_Exercise_
Reproduce the rows below word for word, everything from the line containing "form: x=920 y=897." down to the line containing "x=1008 y=869", both of those lines included.

_Records from a data collection_
________________
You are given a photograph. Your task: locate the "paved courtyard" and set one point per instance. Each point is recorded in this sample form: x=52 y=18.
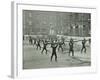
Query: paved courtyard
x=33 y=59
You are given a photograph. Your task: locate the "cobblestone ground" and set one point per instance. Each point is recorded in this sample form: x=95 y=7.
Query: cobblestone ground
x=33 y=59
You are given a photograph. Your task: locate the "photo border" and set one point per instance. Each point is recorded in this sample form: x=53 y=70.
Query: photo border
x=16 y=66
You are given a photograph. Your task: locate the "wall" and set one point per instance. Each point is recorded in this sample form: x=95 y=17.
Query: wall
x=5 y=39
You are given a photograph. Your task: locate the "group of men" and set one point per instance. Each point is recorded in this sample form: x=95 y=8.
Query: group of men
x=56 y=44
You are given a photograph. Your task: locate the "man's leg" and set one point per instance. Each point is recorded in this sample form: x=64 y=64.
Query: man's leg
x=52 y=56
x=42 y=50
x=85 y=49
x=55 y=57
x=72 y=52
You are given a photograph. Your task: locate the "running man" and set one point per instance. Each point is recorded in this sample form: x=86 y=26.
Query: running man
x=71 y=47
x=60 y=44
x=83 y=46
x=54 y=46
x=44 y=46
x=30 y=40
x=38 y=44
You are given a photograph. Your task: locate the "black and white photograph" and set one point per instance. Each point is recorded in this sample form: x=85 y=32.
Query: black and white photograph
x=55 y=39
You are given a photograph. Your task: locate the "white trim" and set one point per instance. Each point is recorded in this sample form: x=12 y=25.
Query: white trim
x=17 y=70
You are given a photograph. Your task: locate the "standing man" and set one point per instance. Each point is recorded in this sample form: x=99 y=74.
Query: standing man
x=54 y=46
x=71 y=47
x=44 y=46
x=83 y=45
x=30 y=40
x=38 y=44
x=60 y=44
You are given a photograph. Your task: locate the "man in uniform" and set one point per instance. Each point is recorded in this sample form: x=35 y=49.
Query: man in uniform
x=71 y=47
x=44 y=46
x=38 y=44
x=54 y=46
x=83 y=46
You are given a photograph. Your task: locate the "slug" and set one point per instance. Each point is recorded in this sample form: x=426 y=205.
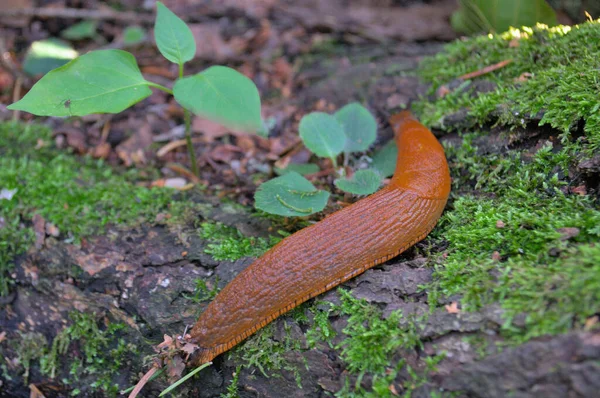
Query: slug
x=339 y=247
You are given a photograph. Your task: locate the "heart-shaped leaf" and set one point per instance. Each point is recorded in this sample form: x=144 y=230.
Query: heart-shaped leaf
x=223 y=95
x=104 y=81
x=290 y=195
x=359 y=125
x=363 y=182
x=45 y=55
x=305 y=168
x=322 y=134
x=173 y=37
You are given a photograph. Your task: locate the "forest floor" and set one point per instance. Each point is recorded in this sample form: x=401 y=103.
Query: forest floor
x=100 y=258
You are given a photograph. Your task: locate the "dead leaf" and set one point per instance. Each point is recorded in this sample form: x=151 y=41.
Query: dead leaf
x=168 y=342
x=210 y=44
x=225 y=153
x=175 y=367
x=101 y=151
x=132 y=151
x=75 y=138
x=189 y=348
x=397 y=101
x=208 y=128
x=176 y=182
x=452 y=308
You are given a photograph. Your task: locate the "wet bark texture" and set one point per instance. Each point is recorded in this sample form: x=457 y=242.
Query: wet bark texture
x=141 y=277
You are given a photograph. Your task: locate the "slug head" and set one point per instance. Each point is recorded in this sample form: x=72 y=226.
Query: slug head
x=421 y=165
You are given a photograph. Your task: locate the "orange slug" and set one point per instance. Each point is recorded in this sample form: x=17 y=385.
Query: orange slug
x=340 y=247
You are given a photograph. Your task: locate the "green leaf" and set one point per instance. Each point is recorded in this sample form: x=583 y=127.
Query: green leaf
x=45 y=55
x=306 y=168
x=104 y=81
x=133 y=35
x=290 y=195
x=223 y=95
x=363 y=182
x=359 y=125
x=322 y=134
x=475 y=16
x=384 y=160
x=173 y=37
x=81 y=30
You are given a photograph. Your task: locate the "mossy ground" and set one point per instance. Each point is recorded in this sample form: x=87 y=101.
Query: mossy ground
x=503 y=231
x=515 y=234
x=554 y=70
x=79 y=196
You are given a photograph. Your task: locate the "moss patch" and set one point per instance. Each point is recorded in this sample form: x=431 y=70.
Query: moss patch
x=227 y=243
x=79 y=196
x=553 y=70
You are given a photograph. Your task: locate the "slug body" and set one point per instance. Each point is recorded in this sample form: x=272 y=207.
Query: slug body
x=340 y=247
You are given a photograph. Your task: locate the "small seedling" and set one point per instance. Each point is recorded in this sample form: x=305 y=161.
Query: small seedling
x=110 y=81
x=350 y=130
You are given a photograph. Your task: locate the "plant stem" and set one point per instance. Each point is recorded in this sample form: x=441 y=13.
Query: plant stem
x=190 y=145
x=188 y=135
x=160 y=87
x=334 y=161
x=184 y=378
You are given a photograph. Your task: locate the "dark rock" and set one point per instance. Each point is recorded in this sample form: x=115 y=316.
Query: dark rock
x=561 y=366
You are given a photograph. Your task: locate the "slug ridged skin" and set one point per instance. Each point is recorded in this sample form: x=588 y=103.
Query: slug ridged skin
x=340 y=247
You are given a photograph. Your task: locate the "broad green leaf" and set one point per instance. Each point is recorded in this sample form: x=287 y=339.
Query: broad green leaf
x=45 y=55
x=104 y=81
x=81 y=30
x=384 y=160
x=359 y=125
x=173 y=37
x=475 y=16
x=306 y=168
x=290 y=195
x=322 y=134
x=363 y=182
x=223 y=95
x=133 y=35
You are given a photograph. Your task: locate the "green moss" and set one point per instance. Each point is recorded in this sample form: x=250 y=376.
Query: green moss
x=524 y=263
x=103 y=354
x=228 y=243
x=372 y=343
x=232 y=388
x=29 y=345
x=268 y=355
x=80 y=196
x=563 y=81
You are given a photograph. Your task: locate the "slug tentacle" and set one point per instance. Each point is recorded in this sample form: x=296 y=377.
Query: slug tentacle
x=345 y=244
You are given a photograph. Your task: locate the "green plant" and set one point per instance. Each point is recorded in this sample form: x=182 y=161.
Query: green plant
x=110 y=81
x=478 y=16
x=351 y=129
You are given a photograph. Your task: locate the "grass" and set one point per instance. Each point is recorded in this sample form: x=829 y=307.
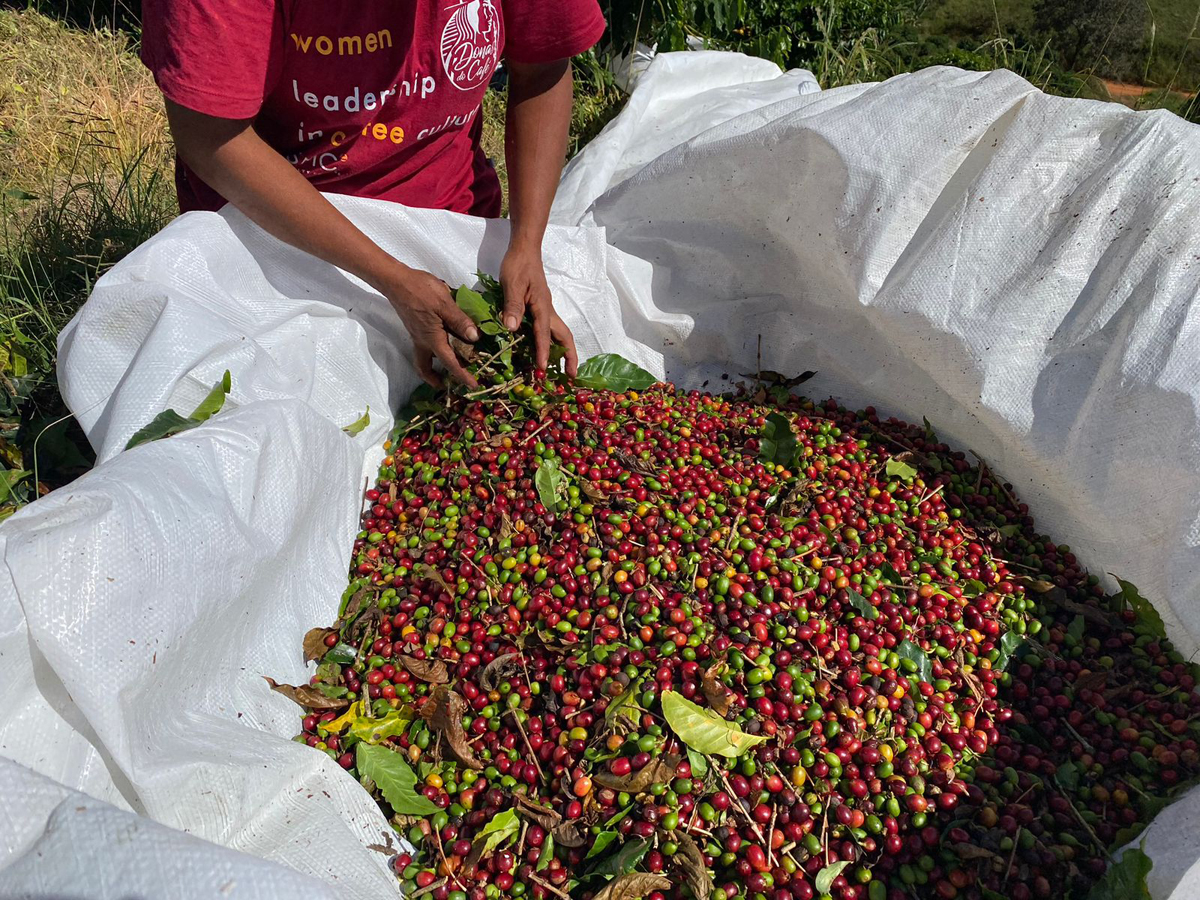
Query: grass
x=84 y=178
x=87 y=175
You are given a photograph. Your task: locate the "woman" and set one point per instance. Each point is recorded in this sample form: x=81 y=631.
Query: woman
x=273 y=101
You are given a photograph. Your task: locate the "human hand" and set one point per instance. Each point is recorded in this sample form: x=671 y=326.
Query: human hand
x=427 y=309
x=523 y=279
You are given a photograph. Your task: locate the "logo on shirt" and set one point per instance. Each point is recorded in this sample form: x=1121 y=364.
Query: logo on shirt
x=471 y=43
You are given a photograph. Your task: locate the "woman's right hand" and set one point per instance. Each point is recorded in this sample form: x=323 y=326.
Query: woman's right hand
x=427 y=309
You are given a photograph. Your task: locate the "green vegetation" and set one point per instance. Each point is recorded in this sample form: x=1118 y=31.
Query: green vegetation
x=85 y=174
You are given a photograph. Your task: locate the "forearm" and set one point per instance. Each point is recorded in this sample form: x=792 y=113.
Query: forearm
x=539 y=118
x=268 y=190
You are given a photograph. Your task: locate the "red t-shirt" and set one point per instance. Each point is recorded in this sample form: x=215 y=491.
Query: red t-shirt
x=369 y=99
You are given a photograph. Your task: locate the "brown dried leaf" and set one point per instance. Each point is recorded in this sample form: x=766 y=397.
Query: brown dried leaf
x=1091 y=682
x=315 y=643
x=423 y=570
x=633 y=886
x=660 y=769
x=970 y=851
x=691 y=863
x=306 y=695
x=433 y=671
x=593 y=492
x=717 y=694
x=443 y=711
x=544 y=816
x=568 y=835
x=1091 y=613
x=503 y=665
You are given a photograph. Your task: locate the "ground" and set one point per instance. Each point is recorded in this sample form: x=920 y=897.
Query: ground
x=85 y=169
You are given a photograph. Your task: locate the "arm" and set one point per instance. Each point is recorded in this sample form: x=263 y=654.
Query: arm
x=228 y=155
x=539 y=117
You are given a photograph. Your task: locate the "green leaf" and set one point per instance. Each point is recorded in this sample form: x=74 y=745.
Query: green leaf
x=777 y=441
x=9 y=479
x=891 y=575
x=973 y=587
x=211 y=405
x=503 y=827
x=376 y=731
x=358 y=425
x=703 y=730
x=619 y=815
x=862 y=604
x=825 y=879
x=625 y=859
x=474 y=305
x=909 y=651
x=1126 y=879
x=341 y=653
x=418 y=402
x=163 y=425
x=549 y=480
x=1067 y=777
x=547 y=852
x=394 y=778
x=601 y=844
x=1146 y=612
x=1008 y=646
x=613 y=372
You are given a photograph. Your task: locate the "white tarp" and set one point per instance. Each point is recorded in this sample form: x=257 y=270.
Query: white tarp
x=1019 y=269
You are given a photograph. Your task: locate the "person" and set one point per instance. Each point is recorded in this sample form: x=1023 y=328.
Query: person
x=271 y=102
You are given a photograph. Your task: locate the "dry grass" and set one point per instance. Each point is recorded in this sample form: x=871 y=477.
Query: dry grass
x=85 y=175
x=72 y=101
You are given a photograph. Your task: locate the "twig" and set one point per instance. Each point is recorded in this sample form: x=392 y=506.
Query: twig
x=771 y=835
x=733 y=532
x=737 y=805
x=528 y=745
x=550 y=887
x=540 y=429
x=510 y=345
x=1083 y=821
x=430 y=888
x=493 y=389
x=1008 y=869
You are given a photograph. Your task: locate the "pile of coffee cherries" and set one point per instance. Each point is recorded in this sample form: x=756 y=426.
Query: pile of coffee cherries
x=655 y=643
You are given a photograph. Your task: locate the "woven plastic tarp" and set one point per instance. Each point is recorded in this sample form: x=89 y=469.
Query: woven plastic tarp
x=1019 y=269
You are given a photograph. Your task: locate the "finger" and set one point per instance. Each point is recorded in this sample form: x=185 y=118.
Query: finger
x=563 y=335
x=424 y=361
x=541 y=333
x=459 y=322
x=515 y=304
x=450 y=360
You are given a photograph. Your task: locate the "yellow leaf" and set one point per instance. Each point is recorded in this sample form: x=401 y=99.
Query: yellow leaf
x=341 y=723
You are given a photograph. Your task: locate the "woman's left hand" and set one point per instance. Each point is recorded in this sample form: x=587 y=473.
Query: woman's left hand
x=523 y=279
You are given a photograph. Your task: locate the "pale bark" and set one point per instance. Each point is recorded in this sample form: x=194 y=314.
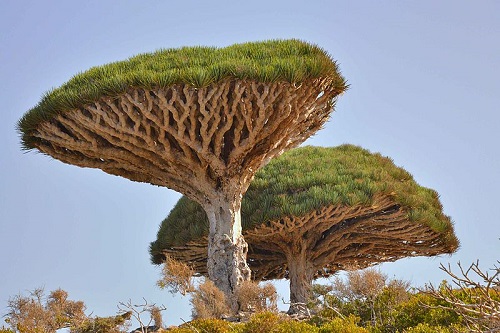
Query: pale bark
________________
_Written response_
You are given a photograph. Your task: locate the "ground" and set one point per instance. Each point is recorded in this sample form: x=920 y=897.
Query: ground
x=85 y=169
You are given a photograph. Your task: locate the "arm" and set one point per instance. Each point is recorded in this sample form: x=263 y=654.
Query: arm
x=228 y=155
x=539 y=117
You are given a photograph. Your task: locate the "green leaf" and set one point per instance. Each point is recorded in this sample form: x=74 y=745.
Query: green leaf
x=777 y=441
x=9 y=479
x=891 y=575
x=973 y=587
x=211 y=405
x=503 y=827
x=376 y=731
x=358 y=425
x=703 y=730
x=619 y=815
x=862 y=604
x=825 y=879
x=625 y=859
x=474 y=305
x=909 y=651
x=1126 y=879
x=341 y=653
x=418 y=402
x=163 y=425
x=549 y=480
x=1067 y=777
x=547 y=852
x=394 y=778
x=601 y=844
x=1146 y=612
x=1008 y=646
x=613 y=372
You are given a photograph. Your task: locate the "white tarp" and set one point per instance. Each point is recorded in this sample form: x=257 y=270.
Query: white tarp
x=1019 y=269
You are given a photograph. Your task: locate the "person" and set one point per instance. Each point is recorded in this sample form: x=1023 y=328.
Query: person
x=271 y=102
You are given a photograph. Your task: locate the "dry grass" and set one point per instance. Each point is recorded in this sample form: x=871 y=477.
Query: dry grass
x=85 y=175
x=72 y=101
You are given a photograph. Your task: locate the "twig" and set one point per instance. Each point is recorded in this sample form: x=392 y=506.
Query: twig
x=771 y=835
x=733 y=532
x=737 y=805
x=528 y=745
x=550 y=887
x=540 y=429
x=510 y=345
x=1083 y=821
x=430 y=888
x=493 y=389
x=1008 y=869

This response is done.